Problem to work on:
Answer these questions from the blog passage, one per line:
1. What book does the writer name as a favorite?
2. What date appears above the entry titled "Reflections of Love"?
3. About how long before that entry did Eric die?

Passage provided:

☆ ☆ ☆

But now I realize why. Its because I would not let myself be shown that way. I pushed off the beautiful, I hid the brilliant outside of class and the broken, well the broken I held to me and shielded from everyone, from everything. Because my brokenness was for me alone. Broken For You, my favorite book, everyone is broken inside, little cracks that make us human rather then perfect. But we all hide it, we do. I have just in this past year found people with whom I can be broken and they are too. And they are okay with that, just like I am okay with it now. Its like coming into your own, realizing that there are basic human truths that unite us all. I just wish I had learned earlier.
No, that’s not true. Because if I had I would not have learned the hard lessons I learned during high school. There are many kinds of strength. First I had the strength to live through horror. Then I had the strength to rise above it, and then the strength to not regret it, the strength to move forward. But now I have the strength to move forward, to live for me and have no regrets, and with that the strength to know, life isn’t going to get easier, to know I have so much more to learn. Life never stops trying to teach us more, that’s part of the design, no one is a finished piece of art until their deaths, there is no end to art. I can see the bay now, the water and the cities on the slopes of the hills across it. Its odd to think that now I basically live on a island.
There is darkness and light in everything, there is strength in everyone, just as there is weakness and courage and cowardice. Everything is a balance, that is what is part of the design. And the design helps us move around, change the elements of our life until we get the perfect composition, the right people, things and goals in our lives. And then it moves ever so slightly, rather like a model posing before an artist. There is no way to really freeze the model so they don’t move, just like life they don’t stop moving, ever so slightly, changing the lighting, the shapes, the composition. Instead of being against those changes now I am for them, I welcome them. Heart break might be ahead of me or bliss, anything and everything, for every low there will be an equally great high. I use to be afraid to feel to much, especially after Eric died, because I never wanted to feel that low again, or worse. It was easier to numb myself to the world around me, to let people do as they wish and try to push past it.
Now though there is no way I can go back to the numb girl. I am alive, my soul burns inside me and I love and laugh. No regrets.
Monday, February 16, 2009
Reflections of Love
I am behind again, on blogging.
Its hard to keep up with this when there is so much else going on in my life, so much else that needs, wants and takes my attention. What can I say I am a busy girl. But here, I am giving this blog over to love, to the Valentines Day that just passed, and to the new love of my life.
I have never had a Valentines Day before during which I was involved with someone, it just has never been for me, on the day of love and lovers it never felt right to be with someone I didn't love that way. The only person I ever loved in that manner was Eric and after he died, nearly five years ago now, just a few more days, Saturday, I didn't want to love anyone else.

☆ ☆ ☆

Data segment:

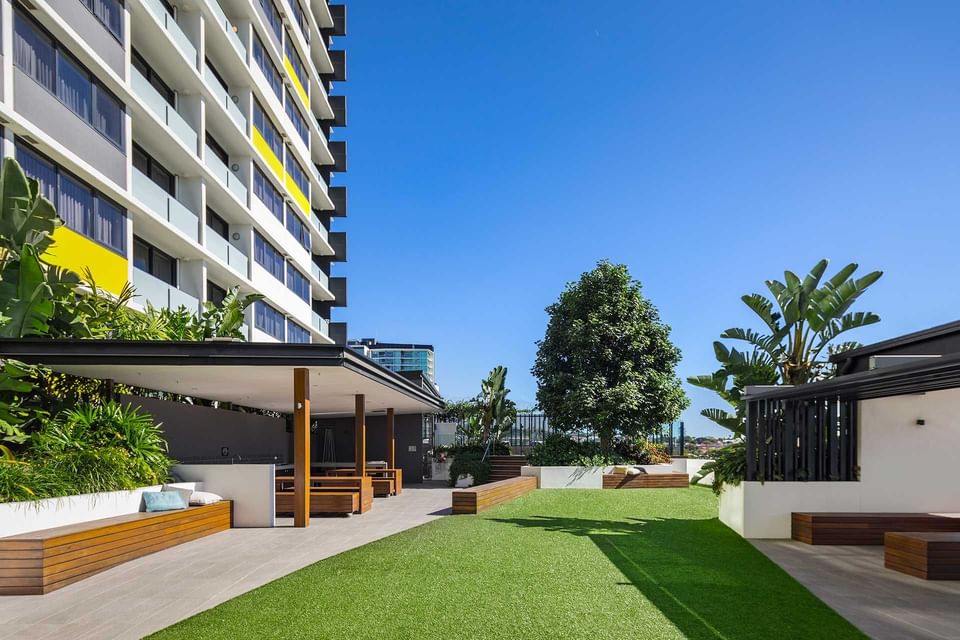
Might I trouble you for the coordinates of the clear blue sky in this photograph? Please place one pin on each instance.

☆ ☆ ☆

Response for this exercise:
1. Broken For You
2. Monday, February 16, 2009
3. Nearly five years